_EXTRAIT FOURNI_.
━━━━
L'article sera peut-etre en acces reserve et comme il est assez interessant je le copie en entier.
L'INNOVATION, C'EST BÉTON
Par PAR OLIVIER JAMES - Mis à jour le 12 avril 2012, à 18h 33 - Publié le 12 avril 2012, à 18h 21 | L'Usine Nouvelle n° 3281
* France, Economie, Eiffage, LVMH
ENQUêTE Stades, lignes à grande vitesse, musées... Les grands chantiers fleurissent en France. Ces projets exceptionnels tirent l'innovation dans l'ensemble du secteur et profitent aussi aux PME.
L'histoire vaut ce qu'elle vaut ! L'architecte aurait pris une feuille de papier, l'aurait mise en boule puis jetée au sol en disant : « Voilà ce que sera l'architecture. » L'anecdote concerne Franck Gehry et son projet pour la Fondation Louis Vuitton pour la création commandé par Bernard Arnault, le PDG de LVMH. Au coeur du Jardin d'acclimatation dans le XVIe arrondissement de Paris, l'édifice, véritable chrysalide cristalline, marie verre, béton, bois et métal dans un enchevêtrement de lignes courbes et de volumes asymétriques. Un mélange de matériaux assez rare. Seule la modélisation numérique en 3 D permet d'obtenir une représentation du bâtiment aux formes et aux interactions si complexes. « En la matière, le BTP, des donneurs d'ordres aux entreprises de construction, a pris près de vingt ans de retard par rapport à des groupes comme Boeing, Airbus ou Renault, reconnaît Louis Demilecamps, le directeur des ressources techniques et du développement durable de Vinci Construction France. Pour cette raison, le rythme des évolutions des techniques dans le bâtiment est très différent de ce que connaissent d'autres secteurs. »
━━━━
_DONNÉES AFFICHÉES_.
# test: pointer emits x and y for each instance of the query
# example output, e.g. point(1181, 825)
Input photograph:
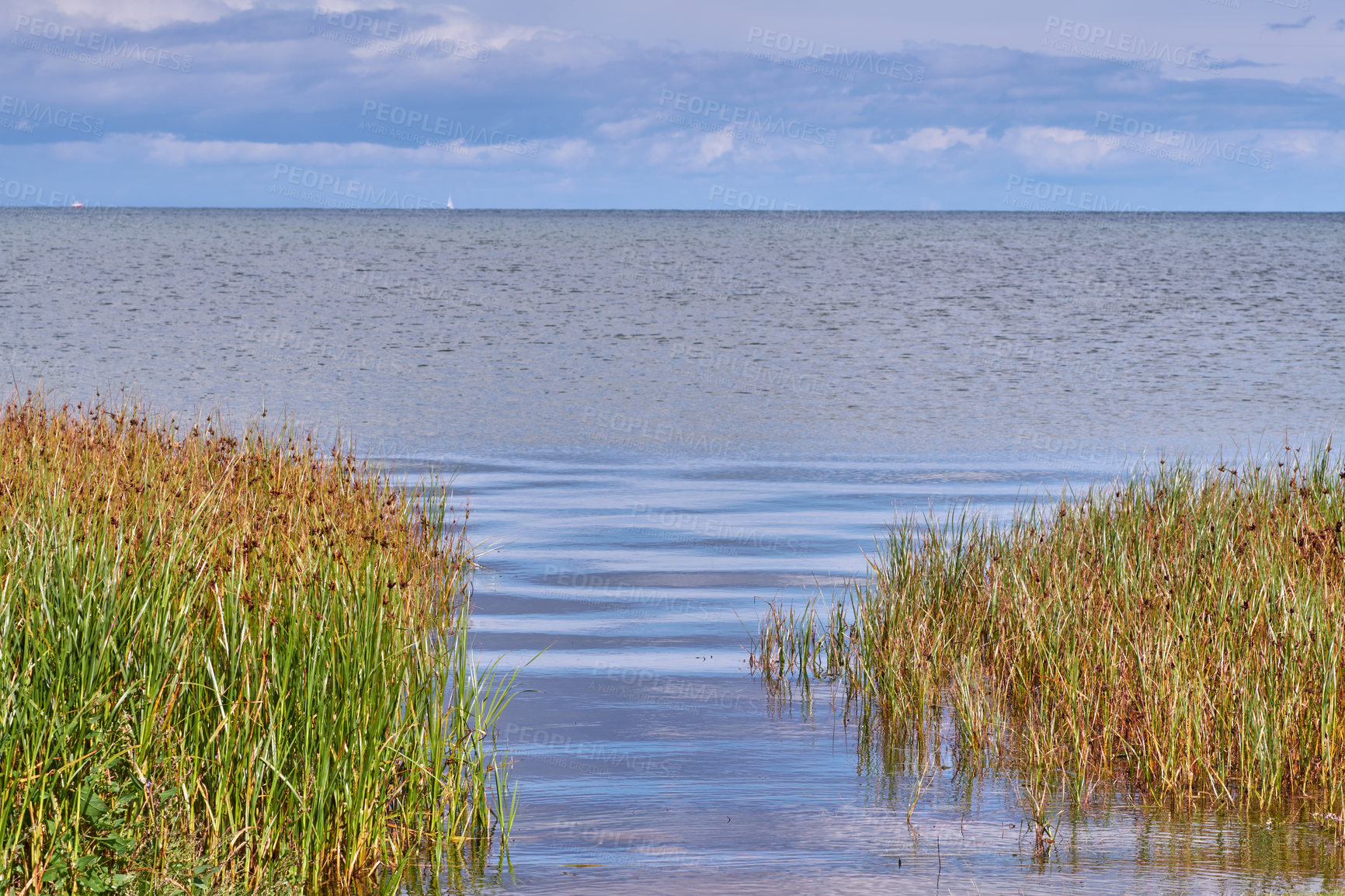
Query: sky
point(1173, 106)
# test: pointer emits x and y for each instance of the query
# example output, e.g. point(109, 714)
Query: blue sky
point(1177, 106)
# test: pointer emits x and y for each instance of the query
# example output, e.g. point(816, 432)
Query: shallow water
point(662, 420)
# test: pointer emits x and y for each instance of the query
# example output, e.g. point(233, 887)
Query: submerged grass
point(228, 661)
point(1183, 631)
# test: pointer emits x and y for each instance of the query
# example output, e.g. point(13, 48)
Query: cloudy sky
point(698, 104)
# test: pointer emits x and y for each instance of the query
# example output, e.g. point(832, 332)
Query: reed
point(229, 661)
point(1183, 631)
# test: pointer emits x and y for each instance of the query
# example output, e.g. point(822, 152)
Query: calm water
point(662, 420)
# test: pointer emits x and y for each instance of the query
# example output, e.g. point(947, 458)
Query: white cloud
point(930, 141)
point(171, 150)
point(1055, 147)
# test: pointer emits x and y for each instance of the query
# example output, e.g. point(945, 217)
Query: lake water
point(662, 420)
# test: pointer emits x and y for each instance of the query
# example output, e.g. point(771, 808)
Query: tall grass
point(1183, 631)
point(225, 659)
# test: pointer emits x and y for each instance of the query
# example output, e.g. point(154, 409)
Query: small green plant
point(1181, 631)
point(229, 662)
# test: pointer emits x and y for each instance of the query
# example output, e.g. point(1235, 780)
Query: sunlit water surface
point(663, 420)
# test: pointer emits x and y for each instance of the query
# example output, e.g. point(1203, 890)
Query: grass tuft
point(228, 659)
point(1183, 631)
━━━━
_CONSIGNE DONNÉE_. D'après l'article sur l'innovation dans le BTP, pourquoi le rythme des évolutions techniques dans le bâtiment est-il très différent de celui d'autres secteurs ? Répondez en une à trois phrases.

_RÉSULTAT DE LA TÂCHE_. Selon Louis Demilecamps, de Vinci Construction France, le BTP a pris près de vingt ans de retard en matière de modélisation numérique en 3D par rapport à des groupes comme Boeing, Airbus ou Renault. Ce retard concerne tous les acteurs du secteur, des donneurs d'ordres aux entreprises de construction.